### WORK REQUIRED
Each line of the data below that contains "recessed" must be copied.

#### STORED DATA ####

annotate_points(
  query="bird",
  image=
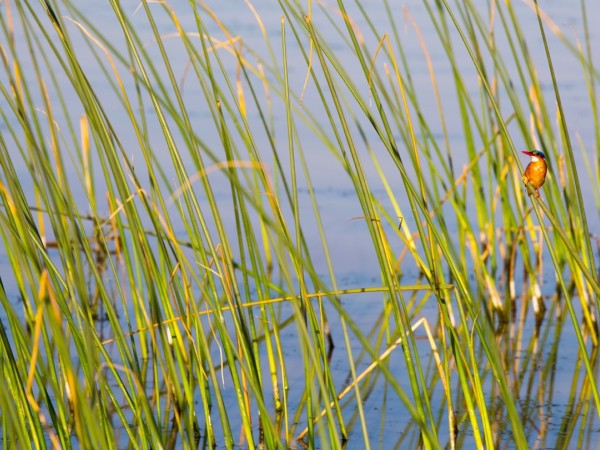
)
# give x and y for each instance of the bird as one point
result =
(535, 172)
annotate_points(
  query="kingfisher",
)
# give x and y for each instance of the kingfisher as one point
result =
(535, 172)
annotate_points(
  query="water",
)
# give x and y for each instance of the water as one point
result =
(544, 402)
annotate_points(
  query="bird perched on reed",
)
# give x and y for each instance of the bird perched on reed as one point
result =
(535, 172)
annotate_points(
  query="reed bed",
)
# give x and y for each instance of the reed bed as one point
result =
(172, 274)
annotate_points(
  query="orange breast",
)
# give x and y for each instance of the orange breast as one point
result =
(536, 173)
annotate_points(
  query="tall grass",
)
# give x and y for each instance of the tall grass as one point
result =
(171, 275)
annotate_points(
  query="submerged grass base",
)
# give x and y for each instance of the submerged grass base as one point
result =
(184, 207)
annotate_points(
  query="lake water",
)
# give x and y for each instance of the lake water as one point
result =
(545, 402)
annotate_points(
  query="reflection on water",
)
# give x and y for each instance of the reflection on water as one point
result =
(534, 332)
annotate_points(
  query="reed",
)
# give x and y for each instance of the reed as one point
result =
(172, 274)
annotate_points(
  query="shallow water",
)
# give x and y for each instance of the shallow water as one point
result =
(544, 394)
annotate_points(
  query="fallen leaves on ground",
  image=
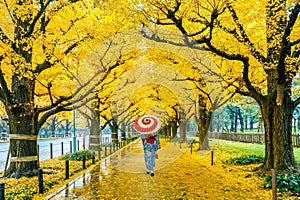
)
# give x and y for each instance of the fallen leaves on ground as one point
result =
(191, 176)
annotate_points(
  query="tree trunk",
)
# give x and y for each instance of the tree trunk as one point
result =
(23, 131)
(174, 129)
(114, 132)
(277, 115)
(203, 127)
(123, 132)
(94, 143)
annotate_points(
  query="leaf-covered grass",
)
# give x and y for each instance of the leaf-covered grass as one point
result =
(190, 177)
(78, 155)
(54, 177)
(285, 183)
(246, 159)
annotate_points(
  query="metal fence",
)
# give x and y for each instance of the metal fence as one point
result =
(249, 137)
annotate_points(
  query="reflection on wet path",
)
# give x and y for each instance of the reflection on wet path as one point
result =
(124, 169)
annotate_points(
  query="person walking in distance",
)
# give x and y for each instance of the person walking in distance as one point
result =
(148, 125)
(151, 144)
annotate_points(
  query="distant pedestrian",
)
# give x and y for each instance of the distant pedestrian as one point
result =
(148, 125)
(151, 144)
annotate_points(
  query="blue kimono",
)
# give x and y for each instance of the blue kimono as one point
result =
(151, 144)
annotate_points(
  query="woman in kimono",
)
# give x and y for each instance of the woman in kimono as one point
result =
(151, 144)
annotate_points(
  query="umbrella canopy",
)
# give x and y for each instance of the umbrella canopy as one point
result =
(147, 124)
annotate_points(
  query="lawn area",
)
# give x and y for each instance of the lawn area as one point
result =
(238, 148)
(191, 176)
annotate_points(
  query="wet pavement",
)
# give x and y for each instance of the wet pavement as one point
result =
(125, 166)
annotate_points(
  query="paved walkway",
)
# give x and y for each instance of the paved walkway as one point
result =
(128, 161)
(178, 175)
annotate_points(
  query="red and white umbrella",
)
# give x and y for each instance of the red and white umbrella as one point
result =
(147, 124)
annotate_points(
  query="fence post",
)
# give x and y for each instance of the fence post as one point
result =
(99, 154)
(212, 158)
(67, 169)
(70, 146)
(93, 158)
(51, 150)
(274, 183)
(83, 161)
(192, 146)
(62, 148)
(41, 182)
(2, 191)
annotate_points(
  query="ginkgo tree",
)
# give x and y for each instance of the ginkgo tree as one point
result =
(42, 44)
(260, 41)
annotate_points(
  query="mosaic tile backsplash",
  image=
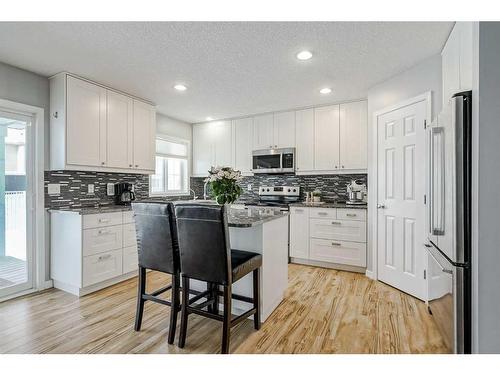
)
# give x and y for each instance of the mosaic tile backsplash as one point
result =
(74, 186)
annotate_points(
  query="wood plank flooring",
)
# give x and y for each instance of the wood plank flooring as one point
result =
(324, 311)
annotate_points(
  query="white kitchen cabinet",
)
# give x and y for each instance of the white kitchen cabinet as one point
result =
(284, 129)
(86, 123)
(263, 132)
(304, 140)
(326, 138)
(119, 118)
(91, 252)
(353, 142)
(332, 241)
(95, 128)
(299, 232)
(242, 145)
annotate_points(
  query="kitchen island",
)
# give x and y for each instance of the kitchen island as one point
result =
(264, 231)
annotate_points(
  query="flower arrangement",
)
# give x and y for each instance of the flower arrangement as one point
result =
(223, 183)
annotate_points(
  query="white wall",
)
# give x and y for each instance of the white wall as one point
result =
(486, 155)
(174, 128)
(423, 77)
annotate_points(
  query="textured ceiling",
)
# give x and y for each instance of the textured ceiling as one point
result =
(231, 69)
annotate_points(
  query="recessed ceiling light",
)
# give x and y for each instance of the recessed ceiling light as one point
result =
(304, 55)
(180, 87)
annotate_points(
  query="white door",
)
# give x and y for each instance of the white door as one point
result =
(326, 138)
(401, 188)
(354, 135)
(203, 155)
(304, 139)
(86, 123)
(223, 147)
(144, 136)
(284, 129)
(242, 135)
(119, 129)
(16, 200)
(263, 132)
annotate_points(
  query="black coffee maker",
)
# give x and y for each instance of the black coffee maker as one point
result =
(124, 193)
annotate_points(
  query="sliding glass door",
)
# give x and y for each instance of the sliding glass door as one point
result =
(16, 215)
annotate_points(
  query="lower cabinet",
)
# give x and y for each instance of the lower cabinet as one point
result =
(91, 252)
(324, 235)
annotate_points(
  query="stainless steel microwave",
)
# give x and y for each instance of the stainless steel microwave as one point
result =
(274, 160)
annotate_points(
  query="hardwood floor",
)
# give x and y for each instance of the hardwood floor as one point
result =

####

### RESPONSE TO THIS TASK
  query="recessed ceiling light",
# give x and y for each instance of the recessed ceiling light as one point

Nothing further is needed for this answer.